* RECORD EXTRACTS
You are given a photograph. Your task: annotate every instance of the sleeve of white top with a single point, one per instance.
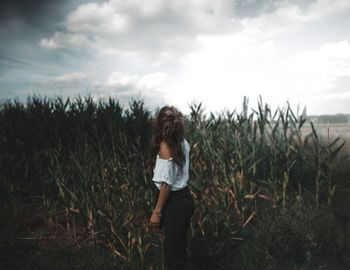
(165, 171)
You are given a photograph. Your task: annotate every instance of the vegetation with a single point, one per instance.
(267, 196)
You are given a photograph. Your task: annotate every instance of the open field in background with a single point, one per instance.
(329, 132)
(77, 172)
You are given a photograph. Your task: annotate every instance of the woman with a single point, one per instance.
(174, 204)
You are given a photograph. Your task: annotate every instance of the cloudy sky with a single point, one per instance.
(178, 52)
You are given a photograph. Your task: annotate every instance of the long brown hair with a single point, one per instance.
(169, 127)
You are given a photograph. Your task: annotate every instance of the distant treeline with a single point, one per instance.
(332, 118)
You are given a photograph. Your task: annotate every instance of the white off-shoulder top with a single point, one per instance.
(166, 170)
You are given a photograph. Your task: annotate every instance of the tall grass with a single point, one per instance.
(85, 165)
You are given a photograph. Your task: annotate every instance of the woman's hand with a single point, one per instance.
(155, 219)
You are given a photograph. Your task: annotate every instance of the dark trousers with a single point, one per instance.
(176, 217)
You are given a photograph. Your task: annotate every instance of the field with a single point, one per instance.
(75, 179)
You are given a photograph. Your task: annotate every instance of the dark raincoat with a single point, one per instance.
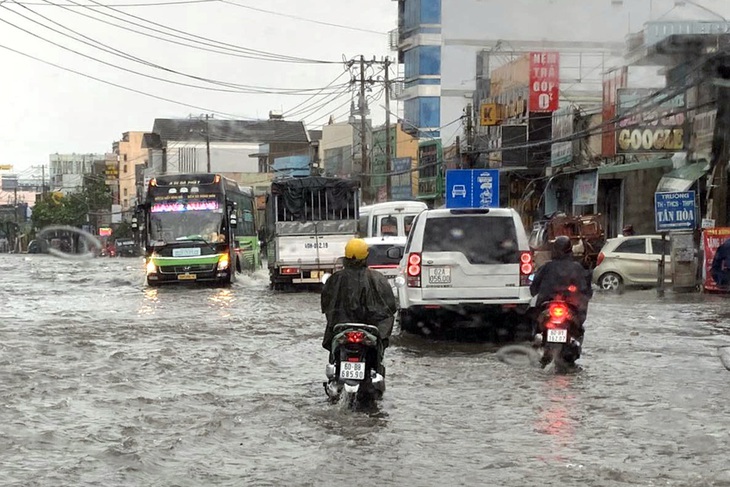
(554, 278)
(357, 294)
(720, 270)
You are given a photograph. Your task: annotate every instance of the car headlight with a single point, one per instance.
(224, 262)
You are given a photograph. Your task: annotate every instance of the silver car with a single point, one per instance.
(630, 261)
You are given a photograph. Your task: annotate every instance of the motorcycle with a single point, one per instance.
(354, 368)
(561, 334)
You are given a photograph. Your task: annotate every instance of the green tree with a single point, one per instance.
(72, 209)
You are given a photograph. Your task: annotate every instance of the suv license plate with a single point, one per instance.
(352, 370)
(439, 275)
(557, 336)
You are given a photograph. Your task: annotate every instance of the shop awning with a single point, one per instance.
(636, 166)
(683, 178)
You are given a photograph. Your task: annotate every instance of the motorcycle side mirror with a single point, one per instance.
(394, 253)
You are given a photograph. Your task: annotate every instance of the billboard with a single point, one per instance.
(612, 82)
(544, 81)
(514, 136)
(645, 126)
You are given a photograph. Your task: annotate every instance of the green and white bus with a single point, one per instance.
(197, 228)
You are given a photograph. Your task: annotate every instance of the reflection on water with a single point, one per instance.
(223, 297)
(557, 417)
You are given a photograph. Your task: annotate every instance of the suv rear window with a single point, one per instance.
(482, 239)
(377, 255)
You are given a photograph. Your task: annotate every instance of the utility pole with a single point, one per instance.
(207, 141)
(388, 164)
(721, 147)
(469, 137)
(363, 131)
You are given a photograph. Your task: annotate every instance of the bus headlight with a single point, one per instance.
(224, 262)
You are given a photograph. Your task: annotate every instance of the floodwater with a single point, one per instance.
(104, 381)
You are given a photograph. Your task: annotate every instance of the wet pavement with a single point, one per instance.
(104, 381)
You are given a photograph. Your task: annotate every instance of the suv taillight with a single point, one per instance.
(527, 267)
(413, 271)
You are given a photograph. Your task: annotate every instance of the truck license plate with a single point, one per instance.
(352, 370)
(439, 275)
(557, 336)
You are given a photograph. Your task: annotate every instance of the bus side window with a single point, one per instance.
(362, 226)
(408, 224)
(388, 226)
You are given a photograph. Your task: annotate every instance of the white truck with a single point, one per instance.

* EXERCISE TASK
Retype every entry verbatim and exclude the pictures from the copy.

* SOLUTION FOR THIS PROBLEM
You are given a photograph. Your task: annotate every instance of the sleeve of white top with a single point, one per instance.
(165, 171)
You are given a photograph. Your task: annotate every instance of the vegetation with a single point, one per instance.
(267, 196)
You are given a photograph. Your task: annotate every instance of the open field in background with a single point, one per instance.
(329, 132)
(77, 172)
You are given a photograph. Your task: annotate every instance of the woman with a single point, one per instance.
(174, 204)
You are given a photograph. Your task: annotate every instance of the cloudy sky with a single point, one per instance.
(178, 52)
You are given a photograph. Your task: annotate every instance of the long brown hair with a single point, one per instance.
(169, 127)
You are given a photograph. Your task: annotate every instance of the distant treeline with a single point, one per instance.
(332, 118)
You are given a photograph. Your task: annotate every instance of the white off-shoulder top with a single point, one per instance.
(166, 170)
You are given a photograph. Your task: annotate every instance of the tall grass with a single point, one per instance.
(85, 165)
You are given a photograph. Your task: annotate every instance of the woman's hand with a single point, one per instance.
(155, 219)
You are given a photograph. Your task: annotate every instance of the dark trousers with a single point, one per instance.
(176, 217)
You are given a photograph. Your task: annotate every instance of the field with a single point, one per instance.
(75, 179)
You are given a photograph. Your task: annotate every instance of the dark raincoat with a single point, one per instance.
(554, 278)
(357, 294)
(720, 270)
You are given a photograph. Your task: annotate every instance of the car headlight with a single point, one per instance.
(224, 262)
You are given a photograph. Your task: annotate every instance of the silver car with a single point, one per instance.
(630, 261)
You are given a photograph. Your task: annotate every instance of the motorcycle with a single point, one per instance.
(354, 368)
(561, 334)
You are given a photograph. Your task: annotate every instance of the green tree with a single point, one per instance.
(72, 209)
You are given a photograph. Your task: annotate every instance of the suv license plate with a single point, one per instance.
(352, 370)
(439, 275)
(557, 336)
You are given a photograph. Your task: annotate every instance of the shop awning with a single point, one per instance.
(636, 166)
(683, 178)
You are given a photograph. Your task: annotate every instance of the motorcycle side mirror with a single point, one per instance.
(394, 253)
You are given a photograph. Your task: annotate every instance of the billboard with a single point, one per instance.
(612, 82)
(544, 81)
(514, 136)
(645, 126)
You are given a photograph. Your task: annotate every instance of the green and white bus with a single point, one per instance.
(197, 228)
You are given a photograph. Your task: annotate every instance of the reflection on water with a single point, one per instance.
(223, 297)
(557, 417)
You are given a photograph. Your task: annotate every instance of the suv rear window with a single point, one per instance.
(482, 239)
(377, 255)
You are given a photograph. Your task: annotate every instance of the utility pole with a single point, one per instance.
(207, 141)
(388, 164)
(721, 147)
(469, 137)
(363, 131)
You are given a photograph. Your task: annotate every instance of the bus headlight with a single point, one per instance.
(224, 262)
You are given a photograph. Your task: annotate every instance of the floodwater with a single point, one per instance.
(104, 381)
You are given a photograph. Your task: annotate every instance of the wet pavement with a single point, one per instance.
(104, 381)
You are given a photograph. Your task: annotate every instance of the suv taillight with a single point, one per instance.
(527, 267)
(413, 271)
You are given a photograph. Your task: annotate every instance of the truck license plate with a single point, one per instance.
(352, 370)
(439, 275)
(557, 336)
You are given a photograph. Your task: annotate every instance of the bus side window with a single point, one per instance.
(362, 226)
(408, 224)
(388, 226)
You are given a photograph. Your task: annotate every instance of the white truck with a single point, one per instance.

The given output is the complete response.